# Required work
How many lines of the records below contain the string "foliage"? Case counts, and reply with the number alone.

(Coordinate annotation entries)
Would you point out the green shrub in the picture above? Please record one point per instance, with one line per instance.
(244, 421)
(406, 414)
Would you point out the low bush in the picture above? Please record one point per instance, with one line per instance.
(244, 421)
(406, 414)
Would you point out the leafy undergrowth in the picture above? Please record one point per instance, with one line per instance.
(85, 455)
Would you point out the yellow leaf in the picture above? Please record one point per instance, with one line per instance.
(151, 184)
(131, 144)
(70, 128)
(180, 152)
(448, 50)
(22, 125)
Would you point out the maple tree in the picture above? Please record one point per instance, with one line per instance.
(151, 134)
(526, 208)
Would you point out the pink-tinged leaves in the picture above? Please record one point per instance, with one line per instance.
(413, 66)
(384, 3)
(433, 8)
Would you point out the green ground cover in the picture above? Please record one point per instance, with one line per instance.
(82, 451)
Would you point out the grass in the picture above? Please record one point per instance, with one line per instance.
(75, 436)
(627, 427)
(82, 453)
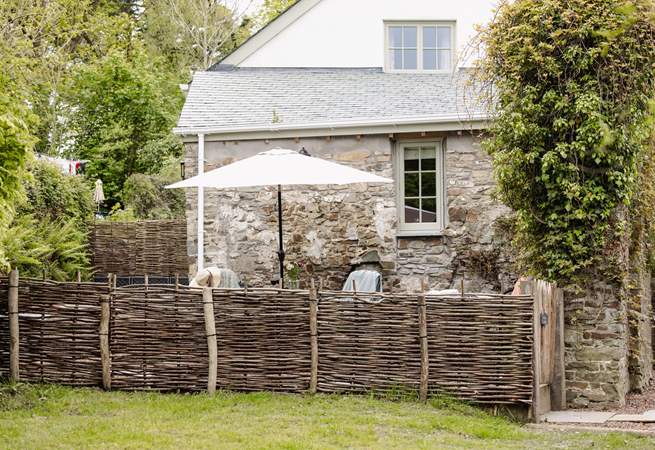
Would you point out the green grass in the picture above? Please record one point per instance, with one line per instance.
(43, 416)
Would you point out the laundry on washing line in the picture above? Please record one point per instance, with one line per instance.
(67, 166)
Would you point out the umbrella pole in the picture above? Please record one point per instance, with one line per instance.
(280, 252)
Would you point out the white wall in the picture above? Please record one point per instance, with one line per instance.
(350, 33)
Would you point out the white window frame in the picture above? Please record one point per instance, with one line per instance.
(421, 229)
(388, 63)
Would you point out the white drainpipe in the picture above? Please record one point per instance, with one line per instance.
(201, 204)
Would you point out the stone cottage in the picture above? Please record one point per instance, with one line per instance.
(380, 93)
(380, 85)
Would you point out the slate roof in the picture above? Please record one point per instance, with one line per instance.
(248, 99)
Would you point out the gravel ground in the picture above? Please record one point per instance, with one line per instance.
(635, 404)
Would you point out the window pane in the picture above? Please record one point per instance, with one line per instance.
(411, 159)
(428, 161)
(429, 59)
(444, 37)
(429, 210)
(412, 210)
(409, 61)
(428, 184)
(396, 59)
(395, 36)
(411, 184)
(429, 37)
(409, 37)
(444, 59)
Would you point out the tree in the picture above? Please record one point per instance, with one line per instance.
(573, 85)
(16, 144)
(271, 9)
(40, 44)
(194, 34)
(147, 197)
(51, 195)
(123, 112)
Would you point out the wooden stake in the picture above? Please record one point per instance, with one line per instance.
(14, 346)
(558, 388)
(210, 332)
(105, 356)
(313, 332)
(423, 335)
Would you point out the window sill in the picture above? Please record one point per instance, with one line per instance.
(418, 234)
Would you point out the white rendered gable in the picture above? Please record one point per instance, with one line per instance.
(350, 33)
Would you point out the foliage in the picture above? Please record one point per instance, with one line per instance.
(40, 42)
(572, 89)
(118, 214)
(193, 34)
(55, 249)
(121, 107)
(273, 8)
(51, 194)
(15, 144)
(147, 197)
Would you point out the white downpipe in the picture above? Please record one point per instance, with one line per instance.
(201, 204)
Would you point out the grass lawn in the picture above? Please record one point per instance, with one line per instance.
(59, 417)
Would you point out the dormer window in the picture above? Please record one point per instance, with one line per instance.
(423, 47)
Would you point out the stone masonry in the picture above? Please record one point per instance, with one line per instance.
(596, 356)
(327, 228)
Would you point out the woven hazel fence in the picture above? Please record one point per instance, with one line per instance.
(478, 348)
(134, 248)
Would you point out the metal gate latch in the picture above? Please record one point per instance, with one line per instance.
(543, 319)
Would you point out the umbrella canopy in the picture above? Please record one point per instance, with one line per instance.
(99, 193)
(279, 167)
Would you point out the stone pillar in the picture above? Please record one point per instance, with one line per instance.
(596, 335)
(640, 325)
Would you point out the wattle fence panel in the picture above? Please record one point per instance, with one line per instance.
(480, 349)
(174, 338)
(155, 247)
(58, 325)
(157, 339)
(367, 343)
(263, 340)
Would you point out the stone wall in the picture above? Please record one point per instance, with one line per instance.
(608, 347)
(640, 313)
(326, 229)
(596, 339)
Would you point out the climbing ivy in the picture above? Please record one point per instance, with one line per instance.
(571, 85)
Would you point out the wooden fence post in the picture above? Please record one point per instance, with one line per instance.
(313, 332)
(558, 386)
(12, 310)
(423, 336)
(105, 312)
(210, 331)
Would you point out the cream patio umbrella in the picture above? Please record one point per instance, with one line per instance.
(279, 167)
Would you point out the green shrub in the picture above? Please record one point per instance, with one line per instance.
--
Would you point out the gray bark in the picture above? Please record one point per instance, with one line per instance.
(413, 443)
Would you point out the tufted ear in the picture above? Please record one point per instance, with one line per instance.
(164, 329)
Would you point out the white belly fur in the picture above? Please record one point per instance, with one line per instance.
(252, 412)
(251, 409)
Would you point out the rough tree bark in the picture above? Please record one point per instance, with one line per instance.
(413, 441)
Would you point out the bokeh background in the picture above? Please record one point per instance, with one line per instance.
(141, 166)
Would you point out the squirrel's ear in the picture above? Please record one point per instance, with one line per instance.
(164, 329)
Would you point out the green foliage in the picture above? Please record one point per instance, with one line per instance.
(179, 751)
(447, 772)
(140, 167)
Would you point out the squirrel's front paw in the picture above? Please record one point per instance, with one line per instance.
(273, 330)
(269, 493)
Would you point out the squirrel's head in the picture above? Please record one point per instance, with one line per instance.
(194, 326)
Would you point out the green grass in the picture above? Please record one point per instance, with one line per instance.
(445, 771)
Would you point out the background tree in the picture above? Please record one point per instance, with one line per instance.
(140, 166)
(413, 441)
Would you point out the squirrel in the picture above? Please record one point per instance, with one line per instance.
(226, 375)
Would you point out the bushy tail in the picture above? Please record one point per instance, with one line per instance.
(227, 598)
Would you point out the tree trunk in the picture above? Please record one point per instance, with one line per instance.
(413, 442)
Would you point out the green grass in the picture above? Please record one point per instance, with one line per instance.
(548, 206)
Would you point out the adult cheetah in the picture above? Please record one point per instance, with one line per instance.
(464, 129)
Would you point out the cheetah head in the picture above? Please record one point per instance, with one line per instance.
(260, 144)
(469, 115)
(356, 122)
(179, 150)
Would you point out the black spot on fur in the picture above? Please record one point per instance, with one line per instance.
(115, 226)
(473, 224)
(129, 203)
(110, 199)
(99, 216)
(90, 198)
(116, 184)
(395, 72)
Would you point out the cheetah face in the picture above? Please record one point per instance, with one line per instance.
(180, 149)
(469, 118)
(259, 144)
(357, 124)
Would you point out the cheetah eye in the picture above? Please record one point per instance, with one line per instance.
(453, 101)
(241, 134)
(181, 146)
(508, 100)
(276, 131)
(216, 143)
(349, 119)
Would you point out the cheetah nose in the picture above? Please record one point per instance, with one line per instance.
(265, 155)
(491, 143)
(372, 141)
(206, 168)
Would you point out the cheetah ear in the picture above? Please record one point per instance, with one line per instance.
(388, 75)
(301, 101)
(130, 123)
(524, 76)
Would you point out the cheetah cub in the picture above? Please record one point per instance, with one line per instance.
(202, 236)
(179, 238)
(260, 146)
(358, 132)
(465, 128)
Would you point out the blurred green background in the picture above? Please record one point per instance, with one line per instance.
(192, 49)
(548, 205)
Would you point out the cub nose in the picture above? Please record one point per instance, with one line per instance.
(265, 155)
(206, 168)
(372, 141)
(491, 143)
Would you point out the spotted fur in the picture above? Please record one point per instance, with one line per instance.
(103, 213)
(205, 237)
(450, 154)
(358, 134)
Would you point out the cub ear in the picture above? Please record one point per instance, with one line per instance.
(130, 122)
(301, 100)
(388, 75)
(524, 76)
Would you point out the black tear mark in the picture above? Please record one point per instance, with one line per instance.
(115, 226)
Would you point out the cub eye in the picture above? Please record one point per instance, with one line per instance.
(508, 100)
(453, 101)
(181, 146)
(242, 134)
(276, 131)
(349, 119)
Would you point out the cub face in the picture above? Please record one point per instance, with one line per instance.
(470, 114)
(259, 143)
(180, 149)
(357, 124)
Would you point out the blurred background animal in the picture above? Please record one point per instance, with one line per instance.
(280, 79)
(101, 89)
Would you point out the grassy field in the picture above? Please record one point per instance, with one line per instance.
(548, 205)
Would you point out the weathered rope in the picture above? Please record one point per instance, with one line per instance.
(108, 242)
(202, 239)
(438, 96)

# Task solution
2